[Start of Page]

ANTH 515: Queer Anthropology: Theory and Method

Professor: Martin F. Manalansan IV
Meets: Thursdays 12:00pm-2:50pm

This seminar examines the history and continuing legacy of LGBT and queer theory in the anthropological imagination. Ethnographic studies and theoretical essays are read to come to terms with enduring questions and new inquiries about sex and gender in relation (but not limited) to race, class, ethnicity, nationalism and globalization.

 

ARTH 546: Theories of Photography

Professor: Terri Weissman
Meets: Tuesdays 5:00pm-7:50pm

This course introduces students to political and cultural debates around the status of the photographic image in the 21st century. Among the topics explored: documentary, witness/cell phone photography, surveillance imagery, (embedded) photojournalism, biometrics, the relationship between photography and cinema, and the relationship between photography and political rights.

[End of Page]

» Task details
Reproduce the course listings word for word, in full.

[Start of Provided data]

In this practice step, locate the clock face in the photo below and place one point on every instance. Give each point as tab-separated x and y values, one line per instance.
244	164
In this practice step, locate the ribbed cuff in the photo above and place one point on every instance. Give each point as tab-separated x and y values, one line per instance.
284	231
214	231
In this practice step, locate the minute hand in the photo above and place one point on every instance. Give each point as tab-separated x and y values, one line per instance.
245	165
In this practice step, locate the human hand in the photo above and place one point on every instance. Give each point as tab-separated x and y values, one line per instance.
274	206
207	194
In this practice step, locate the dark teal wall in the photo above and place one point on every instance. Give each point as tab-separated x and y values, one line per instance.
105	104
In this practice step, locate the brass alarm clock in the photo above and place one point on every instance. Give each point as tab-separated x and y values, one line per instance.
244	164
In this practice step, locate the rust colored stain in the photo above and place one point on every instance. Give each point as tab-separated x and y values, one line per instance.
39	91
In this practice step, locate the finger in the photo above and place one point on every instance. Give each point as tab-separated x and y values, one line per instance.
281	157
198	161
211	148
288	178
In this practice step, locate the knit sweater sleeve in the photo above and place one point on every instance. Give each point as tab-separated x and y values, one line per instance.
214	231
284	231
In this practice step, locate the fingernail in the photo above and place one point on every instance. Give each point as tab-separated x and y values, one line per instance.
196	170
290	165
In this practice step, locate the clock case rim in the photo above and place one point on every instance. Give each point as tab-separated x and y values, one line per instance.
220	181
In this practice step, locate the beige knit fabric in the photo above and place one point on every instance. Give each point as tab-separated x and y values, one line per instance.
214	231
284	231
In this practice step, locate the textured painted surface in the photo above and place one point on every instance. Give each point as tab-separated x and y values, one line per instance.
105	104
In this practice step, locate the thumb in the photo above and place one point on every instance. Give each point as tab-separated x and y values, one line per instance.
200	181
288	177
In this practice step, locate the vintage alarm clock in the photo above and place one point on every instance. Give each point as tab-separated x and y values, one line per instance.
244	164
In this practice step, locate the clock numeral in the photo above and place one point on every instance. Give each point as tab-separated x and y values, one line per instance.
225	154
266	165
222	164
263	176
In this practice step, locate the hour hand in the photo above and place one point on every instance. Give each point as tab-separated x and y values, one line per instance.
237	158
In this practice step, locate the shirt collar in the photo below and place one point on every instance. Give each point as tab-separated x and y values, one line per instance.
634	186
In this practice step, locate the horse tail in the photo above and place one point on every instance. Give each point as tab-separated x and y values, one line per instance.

[End of Provided data]

» Correct output
ANTH 515: Queer Anthropology: Theory and Method

Professor: Martin F. Manalansan IV
Meets: Thursdays 12:00pm-2:50pm

This seminar examines the history and continuing legacy of LGBT and queer theory in the anthropological imagination. Ethnographic studies and theoretical essays are read to come to terms with enduring questions and new inquiries about sex and gender in relation (but not limited) to race, class, ethnicity, nationalism and globalization.

 

ARTH 546: Theories of Photography

Professor: Terri Weissman
Meets: Tuesdays 5:00pm-7:50pm

This course introduces students to political and cultural debates around the status of the photographic image in the 21st century. Among the topics explored: documentary, witness/cell phone photography, surveillance imagery, (embedded) photojournalism, biometrics, the relationship between photography and cinema, and the relationship between photography and political rights.